▶ Problem description
Scan the records for the line containing "Shelf-audit tagging: put a marker on the rough"; extract it and all later lines, verbatim, through the end, and nothing before it.

▶ Records from a data collection
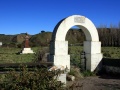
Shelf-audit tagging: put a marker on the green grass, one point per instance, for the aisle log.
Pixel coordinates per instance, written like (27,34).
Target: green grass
(9,55)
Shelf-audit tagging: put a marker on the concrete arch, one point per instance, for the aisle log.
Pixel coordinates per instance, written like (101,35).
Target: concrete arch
(59,47)
(64,25)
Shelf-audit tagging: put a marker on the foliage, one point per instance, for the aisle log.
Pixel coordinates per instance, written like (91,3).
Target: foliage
(87,73)
(37,79)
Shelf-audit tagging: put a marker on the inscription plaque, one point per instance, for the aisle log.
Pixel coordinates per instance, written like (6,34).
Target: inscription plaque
(79,19)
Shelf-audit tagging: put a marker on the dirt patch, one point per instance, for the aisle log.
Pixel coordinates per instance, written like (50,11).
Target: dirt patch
(96,83)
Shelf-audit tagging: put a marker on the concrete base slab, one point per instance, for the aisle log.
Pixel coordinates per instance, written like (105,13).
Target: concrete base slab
(26,51)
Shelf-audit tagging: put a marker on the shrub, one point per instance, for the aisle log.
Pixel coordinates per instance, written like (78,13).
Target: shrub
(87,73)
(37,79)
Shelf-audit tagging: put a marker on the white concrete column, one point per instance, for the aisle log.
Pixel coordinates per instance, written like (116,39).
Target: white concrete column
(59,53)
(93,54)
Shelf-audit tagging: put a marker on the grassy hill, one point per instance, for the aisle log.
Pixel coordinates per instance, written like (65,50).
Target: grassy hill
(73,36)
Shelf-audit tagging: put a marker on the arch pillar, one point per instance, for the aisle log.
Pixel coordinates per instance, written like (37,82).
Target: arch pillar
(93,54)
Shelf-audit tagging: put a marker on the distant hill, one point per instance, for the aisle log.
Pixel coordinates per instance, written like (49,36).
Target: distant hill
(73,36)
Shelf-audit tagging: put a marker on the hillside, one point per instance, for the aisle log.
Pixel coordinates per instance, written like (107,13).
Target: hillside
(73,36)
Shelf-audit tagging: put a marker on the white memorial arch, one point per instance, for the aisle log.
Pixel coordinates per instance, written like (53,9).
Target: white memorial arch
(92,45)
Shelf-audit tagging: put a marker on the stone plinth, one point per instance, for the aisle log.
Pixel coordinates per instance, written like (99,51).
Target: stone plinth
(26,51)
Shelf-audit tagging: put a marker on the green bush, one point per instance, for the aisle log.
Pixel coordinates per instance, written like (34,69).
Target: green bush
(87,73)
(37,79)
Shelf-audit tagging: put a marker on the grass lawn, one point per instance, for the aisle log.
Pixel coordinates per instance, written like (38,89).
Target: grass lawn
(9,55)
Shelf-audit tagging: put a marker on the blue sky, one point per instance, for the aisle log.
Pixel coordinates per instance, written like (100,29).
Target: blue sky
(32,16)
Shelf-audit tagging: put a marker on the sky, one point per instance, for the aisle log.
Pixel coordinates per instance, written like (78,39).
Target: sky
(33,16)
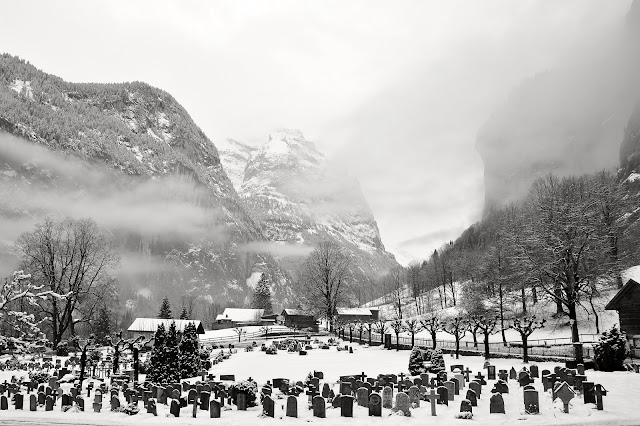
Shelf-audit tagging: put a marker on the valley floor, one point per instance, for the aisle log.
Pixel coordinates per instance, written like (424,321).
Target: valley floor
(619,404)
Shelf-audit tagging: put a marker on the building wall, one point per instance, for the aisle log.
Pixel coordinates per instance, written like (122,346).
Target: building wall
(629,312)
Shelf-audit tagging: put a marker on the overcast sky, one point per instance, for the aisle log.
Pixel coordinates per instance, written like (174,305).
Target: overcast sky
(396,90)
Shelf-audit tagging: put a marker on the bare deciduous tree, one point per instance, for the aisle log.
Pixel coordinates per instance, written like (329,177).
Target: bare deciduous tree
(324,278)
(69,257)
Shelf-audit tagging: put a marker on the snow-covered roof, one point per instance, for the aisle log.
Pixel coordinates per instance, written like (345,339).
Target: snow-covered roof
(151,324)
(296,312)
(242,315)
(354,311)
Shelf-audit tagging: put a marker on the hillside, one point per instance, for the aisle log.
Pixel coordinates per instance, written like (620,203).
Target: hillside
(299,198)
(131,155)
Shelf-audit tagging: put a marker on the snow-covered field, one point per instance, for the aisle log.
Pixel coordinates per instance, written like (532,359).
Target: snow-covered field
(619,408)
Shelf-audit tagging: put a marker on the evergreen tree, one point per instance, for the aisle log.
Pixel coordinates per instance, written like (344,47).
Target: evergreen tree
(102,325)
(165,309)
(262,296)
(189,352)
(172,370)
(183,314)
(156,360)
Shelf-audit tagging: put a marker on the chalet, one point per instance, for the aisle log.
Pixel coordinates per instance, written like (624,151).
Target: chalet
(357,314)
(147,327)
(296,318)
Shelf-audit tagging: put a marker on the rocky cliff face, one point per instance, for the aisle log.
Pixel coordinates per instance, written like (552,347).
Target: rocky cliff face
(565,121)
(140,142)
(299,198)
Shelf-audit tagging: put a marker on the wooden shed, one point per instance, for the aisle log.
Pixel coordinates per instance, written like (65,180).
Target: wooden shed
(627,303)
(298,319)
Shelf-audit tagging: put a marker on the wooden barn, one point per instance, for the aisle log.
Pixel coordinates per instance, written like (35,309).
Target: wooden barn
(298,319)
(148,326)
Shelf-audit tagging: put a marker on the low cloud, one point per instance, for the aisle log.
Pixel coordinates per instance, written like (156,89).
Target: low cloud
(276,249)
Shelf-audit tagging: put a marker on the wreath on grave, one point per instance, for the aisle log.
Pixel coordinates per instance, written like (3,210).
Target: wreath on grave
(250,388)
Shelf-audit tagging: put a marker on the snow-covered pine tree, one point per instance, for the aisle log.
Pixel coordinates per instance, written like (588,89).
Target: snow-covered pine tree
(262,296)
(172,370)
(157,364)
(184,314)
(189,352)
(165,309)
(102,325)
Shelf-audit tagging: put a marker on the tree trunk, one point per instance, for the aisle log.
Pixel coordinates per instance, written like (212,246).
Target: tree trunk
(486,345)
(501,294)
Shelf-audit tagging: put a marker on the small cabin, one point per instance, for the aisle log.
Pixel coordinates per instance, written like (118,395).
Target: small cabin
(627,303)
(299,319)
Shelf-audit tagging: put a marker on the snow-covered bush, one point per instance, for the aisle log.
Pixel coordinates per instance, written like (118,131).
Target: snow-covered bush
(416,364)
(611,351)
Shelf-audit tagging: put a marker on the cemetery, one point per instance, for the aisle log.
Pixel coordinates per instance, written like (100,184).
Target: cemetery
(317,380)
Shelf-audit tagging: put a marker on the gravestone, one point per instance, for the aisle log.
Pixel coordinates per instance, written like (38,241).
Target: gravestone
(18,401)
(531,402)
(325,390)
(588,389)
(346,406)
(443,395)
(471,396)
(387,397)
(496,404)
(214,409)
(451,388)
(491,372)
(477,387)
(48,405)
(456,387)
(512,374)
(362,396)
(566,394)
(319,407)
(268,406)
(292,406)
(466,406)
(500,387)
(115,403)
(175,408)
(241,401)
(403,404)
(375,405)
(204,400)
(600,391)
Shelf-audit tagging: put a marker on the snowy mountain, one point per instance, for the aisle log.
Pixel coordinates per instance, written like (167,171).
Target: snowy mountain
(299,197)
(129,156)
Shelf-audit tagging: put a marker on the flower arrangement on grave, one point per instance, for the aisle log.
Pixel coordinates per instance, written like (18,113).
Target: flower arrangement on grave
(248,387)
(437,361)
(467,415)
(39,376)
(611,351)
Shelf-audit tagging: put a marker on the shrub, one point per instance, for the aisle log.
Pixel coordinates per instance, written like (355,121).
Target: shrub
(416,365)
(611,351)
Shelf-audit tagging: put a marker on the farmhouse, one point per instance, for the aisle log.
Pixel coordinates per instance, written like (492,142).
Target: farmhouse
(627,303)
(148,326)
(296,318)
(237,317)
(357,314)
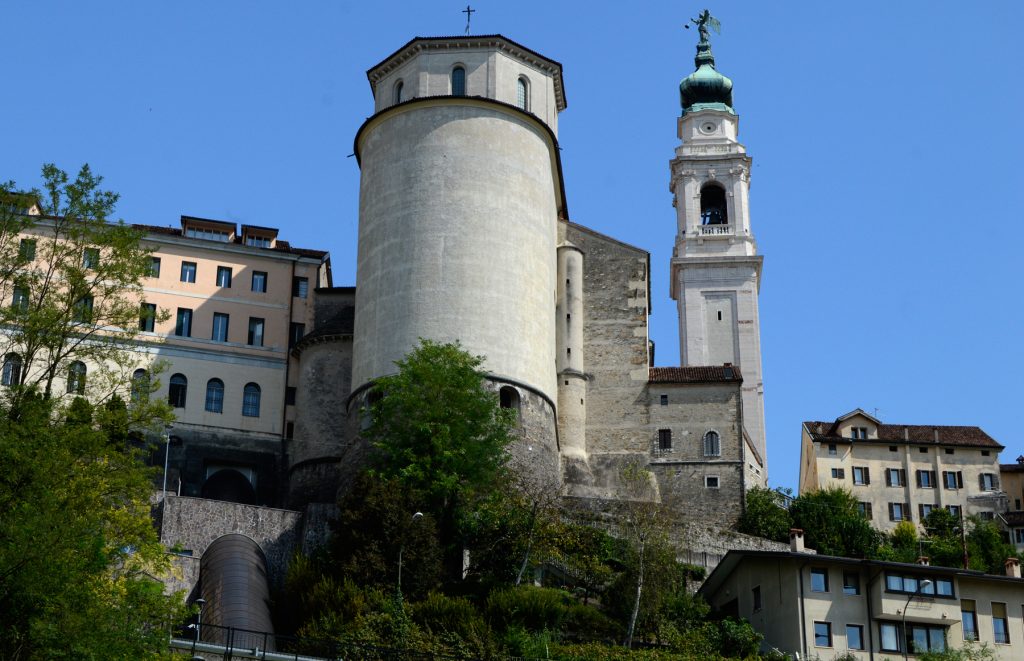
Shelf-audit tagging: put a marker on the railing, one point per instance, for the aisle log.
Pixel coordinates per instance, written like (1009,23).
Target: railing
(716,230)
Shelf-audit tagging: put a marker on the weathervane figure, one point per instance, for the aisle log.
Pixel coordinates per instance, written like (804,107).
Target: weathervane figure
(702,21)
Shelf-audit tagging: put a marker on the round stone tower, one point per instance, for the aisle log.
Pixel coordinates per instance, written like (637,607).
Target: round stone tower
(460,196)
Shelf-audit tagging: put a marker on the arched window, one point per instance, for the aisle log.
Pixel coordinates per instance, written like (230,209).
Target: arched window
(76,378)
(178,391)
(713,444)
(713,208)
(509,397)
(139,385)
(250,401)
(458,82)
(215,396)
(522,93)
(11,375)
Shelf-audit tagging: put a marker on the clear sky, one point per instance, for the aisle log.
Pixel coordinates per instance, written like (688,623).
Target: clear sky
(887,188)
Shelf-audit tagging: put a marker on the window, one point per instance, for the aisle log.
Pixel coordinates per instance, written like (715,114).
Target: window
(889,632)
(895,478)
(83,309)
(11,375)
(822,634)
(295,333)
(1000,631)
(20,299)
(177,391)
(522,93)
(257,241)
(665,440)
(76,378)
(969,619)
(819,580)
(27,250)
(851,583)
(255,332)
(139,386)
(458,82)
(899,512)
(855,636)
(219,326)
(182,324)
(713,207)
(90,258)
(713,444)
(215,396)
(250,400)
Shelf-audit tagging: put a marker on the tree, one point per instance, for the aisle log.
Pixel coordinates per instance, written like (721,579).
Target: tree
(833,525)
(79,557)
(74,277)
(764,515)
(437,430)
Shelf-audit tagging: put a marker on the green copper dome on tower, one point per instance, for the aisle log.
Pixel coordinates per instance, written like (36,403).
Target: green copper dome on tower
(706,89)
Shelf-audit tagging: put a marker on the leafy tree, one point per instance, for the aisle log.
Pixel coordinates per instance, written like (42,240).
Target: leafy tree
(78,551)
(764,515)
(833,525)
(75,278)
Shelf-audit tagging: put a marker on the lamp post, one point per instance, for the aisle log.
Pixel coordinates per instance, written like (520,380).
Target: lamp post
(906,641)
(401,547)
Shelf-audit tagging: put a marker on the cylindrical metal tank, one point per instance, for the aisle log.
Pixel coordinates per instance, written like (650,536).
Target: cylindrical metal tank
(233,582)
(458,209)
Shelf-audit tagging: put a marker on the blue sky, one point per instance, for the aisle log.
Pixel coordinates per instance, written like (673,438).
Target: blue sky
(887,187)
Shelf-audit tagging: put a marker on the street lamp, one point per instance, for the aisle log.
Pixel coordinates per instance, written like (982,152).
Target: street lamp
(401,547)
(906,641)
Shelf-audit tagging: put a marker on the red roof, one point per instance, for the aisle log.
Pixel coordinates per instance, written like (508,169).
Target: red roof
(694,375)
(915,434)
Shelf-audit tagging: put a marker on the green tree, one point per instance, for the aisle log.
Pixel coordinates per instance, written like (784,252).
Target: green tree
(74,277)
(79,557)
(764,515)
(833,525)
(438,431)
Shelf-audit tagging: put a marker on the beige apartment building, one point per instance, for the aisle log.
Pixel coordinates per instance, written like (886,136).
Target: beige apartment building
(237,301)
(821,606)
(902,472)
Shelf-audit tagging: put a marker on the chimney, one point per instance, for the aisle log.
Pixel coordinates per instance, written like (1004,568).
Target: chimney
(796,540)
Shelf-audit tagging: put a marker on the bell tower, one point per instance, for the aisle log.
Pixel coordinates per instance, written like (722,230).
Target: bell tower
(716,271)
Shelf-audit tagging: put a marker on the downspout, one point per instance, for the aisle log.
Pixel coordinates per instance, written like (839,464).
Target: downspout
(870,636)
(803,616)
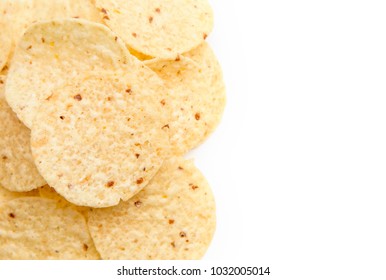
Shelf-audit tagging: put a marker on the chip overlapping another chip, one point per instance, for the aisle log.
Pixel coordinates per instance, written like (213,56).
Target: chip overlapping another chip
(17,169)
(99,101)
(159,28)
(172,218)
(35,228)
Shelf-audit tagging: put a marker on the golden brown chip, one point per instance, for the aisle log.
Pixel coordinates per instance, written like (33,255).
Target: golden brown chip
(159,28)
(172,218)
(100,139)
(35,228)
(17,168)
(197,97)
(51,54)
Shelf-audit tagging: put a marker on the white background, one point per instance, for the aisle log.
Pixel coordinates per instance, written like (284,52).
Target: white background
(298,163)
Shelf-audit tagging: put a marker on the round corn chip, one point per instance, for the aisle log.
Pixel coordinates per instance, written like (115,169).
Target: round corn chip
(99,139)
(34,228)
(159,28)
(172,218)
(17,168)
(197,99)
(48,192)
(6,195)
(20,14)
(51,54)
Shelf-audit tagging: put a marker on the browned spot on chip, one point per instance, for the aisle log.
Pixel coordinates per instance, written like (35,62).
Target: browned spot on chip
(78,97)
(110,184)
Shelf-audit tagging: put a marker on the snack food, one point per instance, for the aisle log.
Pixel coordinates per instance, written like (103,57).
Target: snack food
(159,28)
(17,169)
(51,54)
(35,228)
(197,97)
(172,218)
(114,92)
(100,139)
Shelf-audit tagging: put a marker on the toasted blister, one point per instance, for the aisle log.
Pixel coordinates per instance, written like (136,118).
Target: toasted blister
(5,39)
(159,28)
(34,228)
(6,195)
(50,193)
(17,169)
(18,15)
(197,98)
(172,218)
(52,53)
(100,139)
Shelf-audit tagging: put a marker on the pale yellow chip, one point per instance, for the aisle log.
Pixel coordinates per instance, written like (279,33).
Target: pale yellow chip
(5,38)
(159,28)
(100,139)
(48,192)
(197,99)
(172,218)
(6,195)
(20,14)
(17,168)
(35,228)
(51,54)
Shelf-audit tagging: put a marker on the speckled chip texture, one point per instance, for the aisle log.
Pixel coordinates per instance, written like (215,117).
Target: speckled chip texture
(52,53)
(35,228)
(50,193)
(159,28)
(20,14)
(172,218)
(100,139)
(5,39)
(197,98)
(17,168)
(6,195)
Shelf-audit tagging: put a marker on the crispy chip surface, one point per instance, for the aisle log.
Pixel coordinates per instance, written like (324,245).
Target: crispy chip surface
(197,97)
(17,168)
(172,218)
(51,54)
(159,28)
(100,139)
(35,228)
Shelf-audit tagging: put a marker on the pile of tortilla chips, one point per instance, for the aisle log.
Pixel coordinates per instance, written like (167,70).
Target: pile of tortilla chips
(99,102)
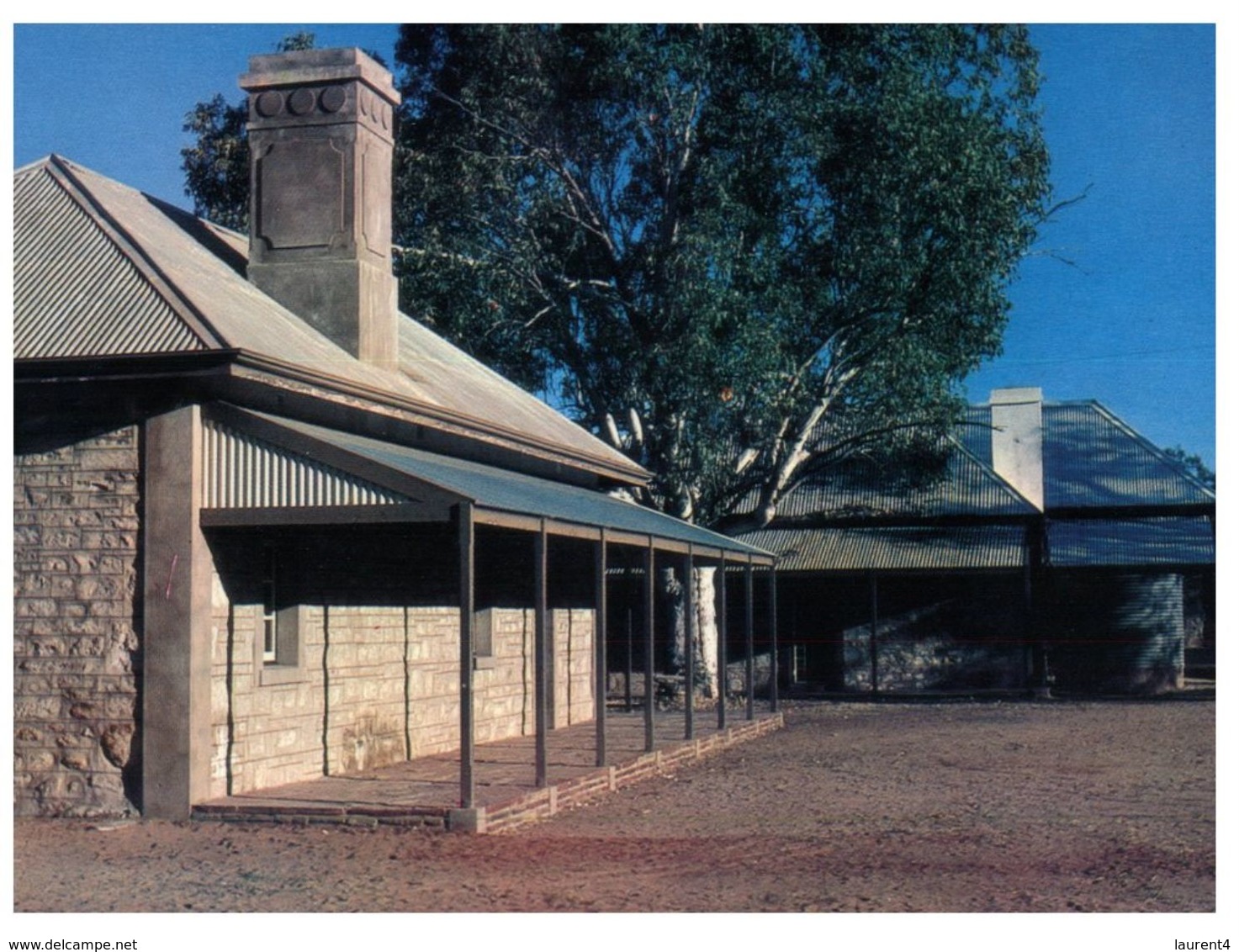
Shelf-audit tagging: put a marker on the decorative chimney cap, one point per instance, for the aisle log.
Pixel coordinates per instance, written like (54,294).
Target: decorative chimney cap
(1008,395)
(304,67)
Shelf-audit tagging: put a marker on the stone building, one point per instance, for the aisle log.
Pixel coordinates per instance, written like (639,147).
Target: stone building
(1052,552)
(265,527)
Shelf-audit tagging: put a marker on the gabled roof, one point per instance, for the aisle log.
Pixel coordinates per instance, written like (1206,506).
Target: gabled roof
(1112,499)
(893,548)
(103,271)
(1094,460)
(859,489)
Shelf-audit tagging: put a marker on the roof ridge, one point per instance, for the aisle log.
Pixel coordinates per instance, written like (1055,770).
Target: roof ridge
(989,471)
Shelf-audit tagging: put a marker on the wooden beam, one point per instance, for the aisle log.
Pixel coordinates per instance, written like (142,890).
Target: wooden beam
(322,515)
(524,522)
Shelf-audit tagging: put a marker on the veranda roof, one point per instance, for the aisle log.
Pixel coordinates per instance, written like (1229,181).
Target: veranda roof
(265,468)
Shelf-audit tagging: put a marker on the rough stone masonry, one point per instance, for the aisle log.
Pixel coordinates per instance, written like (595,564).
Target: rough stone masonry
(76,520)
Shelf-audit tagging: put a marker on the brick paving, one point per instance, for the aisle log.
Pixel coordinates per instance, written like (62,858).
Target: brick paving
(426,791)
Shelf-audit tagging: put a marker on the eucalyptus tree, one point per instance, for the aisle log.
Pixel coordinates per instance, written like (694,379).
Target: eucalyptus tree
(739,253)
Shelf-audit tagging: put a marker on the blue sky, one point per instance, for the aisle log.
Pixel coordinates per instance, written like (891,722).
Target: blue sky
(1116,303)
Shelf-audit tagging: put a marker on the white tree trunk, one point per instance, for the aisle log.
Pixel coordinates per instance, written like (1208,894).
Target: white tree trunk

▶ Solution to this problem
Shelf-audit tagging: put a marker on the rough stone masonry, one point per instance, for the aisle log.
Pixel coordinates per instance, written like (595,564).
Target: rough stone masonry
(76,520)
Shelf-audit tagging: put a marker on the brick paving, one point per instance, for the aisle log.
Pixel coordinates per instance, written like (62,858).
Target: brick paving
(426,791)
Shelf-audit tagging: put a marker on the eucalyptus tree, one point per instance, for the aisle log.
Pixel coordinates per instance, written like (694,379).
Target: eucalyptus tree
(739,253)
Shelf-audit tagging: put a marker on the blue sky, one point per instance, for the aisle log.
Pixel coordinates per instance, written like (891,722).
Target: blue sky
(1116,303)
Shelf-audit tagging: put a marker on the white tree trunk, one point per instance, for the aisle log.
Pixel coordinates per instance, written like (1208,894).
Target: white tree trunk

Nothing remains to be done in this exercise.